Copy out exactly the lines from the one containing "Where can you find the arched" to the end of the records below, both included, and nothing else.

* BEGIN *

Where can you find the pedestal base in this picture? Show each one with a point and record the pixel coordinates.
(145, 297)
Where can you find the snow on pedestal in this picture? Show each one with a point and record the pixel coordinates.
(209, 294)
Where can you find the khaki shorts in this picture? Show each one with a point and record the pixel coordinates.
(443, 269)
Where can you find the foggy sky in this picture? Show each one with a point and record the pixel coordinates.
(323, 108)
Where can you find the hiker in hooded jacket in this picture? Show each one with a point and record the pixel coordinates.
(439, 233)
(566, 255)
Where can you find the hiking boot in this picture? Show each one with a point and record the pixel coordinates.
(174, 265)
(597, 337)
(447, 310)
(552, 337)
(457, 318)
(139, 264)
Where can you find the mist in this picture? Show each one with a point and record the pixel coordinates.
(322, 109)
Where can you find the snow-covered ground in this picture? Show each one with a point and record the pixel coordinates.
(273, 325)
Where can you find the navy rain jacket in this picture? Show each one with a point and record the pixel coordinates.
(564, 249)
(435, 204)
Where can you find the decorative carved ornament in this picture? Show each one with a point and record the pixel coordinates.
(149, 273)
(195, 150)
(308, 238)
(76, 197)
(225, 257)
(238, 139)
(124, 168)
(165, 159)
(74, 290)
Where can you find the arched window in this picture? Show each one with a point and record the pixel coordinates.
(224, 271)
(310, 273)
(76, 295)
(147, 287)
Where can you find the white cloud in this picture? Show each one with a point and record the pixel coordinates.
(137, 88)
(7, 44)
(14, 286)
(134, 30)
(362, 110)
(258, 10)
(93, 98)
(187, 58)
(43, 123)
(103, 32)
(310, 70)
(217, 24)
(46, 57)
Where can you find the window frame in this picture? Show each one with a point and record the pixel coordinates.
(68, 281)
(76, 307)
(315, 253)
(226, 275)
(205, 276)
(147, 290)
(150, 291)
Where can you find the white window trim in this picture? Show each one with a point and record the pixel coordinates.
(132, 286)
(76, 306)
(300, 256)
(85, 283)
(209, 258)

* END *

# RESPONSE TO THIS TASK:
Where can you find the arched window in this picture? Show each one with a point and record the pixel coordinates.
(224, 271)
(310, 273)
(76, 295)
(147, 287)
Where can you find the white cloud in this picture? Show each one with a point and record the pixel coordinates.
(137, 88)
(7, 44)
(14, 286)
(134, 30)
(362, 110)
(258, 10)
(93, 98)
(187, 58)
(43, 123)
(103, 32)
(310, 70)
(217, 24)
(46, 57)
Where can you find the window frame in this picture? Show each one with a point and record the pixel coordinates.
(68, 281)
(76, 307)
(315, 253)
(226, 275)
(205, 276)
(147, 290)
(150, 291)
Where can you find the white window trim in this picture? Show each one with a point and record the pixel coordinates.
(132, 286)
(76, 306)
(300, 256)
(85, 283)
(209, 258)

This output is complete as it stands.